■ **SOURCE TEXT**
· · · ·

The Australian Fashion Council (AFC) has opened a final, industry-wide validation survey as it enters the last stage of developing Australia’s first National Manufacturing Strategy (NMS) for clothing, textiles, and footwear.
The Strategy is scheduled to be launched at Parliament House on March 12, 2026, marking a shift from consultation to implementation.
Why This Matters
The Strategy addresses a structural crisis in Australia’s textile, clothing, and footwear (TCF) manufacturing sector:
- 97% of fashion and textile products sold in Australia are now made offshore
- Local manufacturing capability is shrinking due to:
- Factory closures
- Ageing infrastructure
- Loss of skilled labour
- Australia is increasingly exposed to global supply-chain shocks, currency volatility, and geopolitical risk
Despite this, the broader sector:
- Contributes $27.2 billion annually
- Employs ~500,000 people
- Accounts for 1.5% of national GDP
How the Strategy Was Built
- Based on 14 national consultations over the past year
- Conducted with R.M. Williams
- Involved:
- 300+ stakeholders
- Brands, manufacturers, fibre producers
- Educators, technology providers
- Supply-chain specialists
- First Nations businesses
- Generated 1,000+ initiatives and votes
The findings were distilled into the AFC Industry Consultation Findings paper, now being validated through the final survey.

· · · ·

■ **TASKS TO PERFORM**
• 1. In the article on Australia's fashion manufacturing strategy, write out the passage starting with "The Australian Fashion" and going on through "consultation to implementation.", replacing "Strategy" with "Plan".
• 2. According to the article on Australia's fashion manufacturing strategy, when and where is the Strategy scheduled to be launched?

■ **SUPPLIED DATA**

· · · ·

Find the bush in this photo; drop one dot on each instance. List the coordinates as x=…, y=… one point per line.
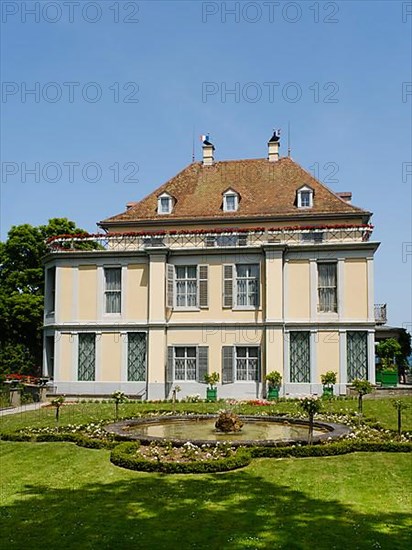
x=124, y=455
x=331, y=449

· · · ·

■ **ANSWERS PER TASK**
• 1.
The Australian Fashion Council (AFC) has opened a final, industry-wide validation survey as it enters the last stage of developing Australia’s first National Manufacturing Plan (NMS) for clothing, textiles, and footwear.
The Plan is scheduled to be launched at Parliament House on March 12, 2026, marking a shift from consultation to implementation.

• 2. At Parliament House on March 12, 2026.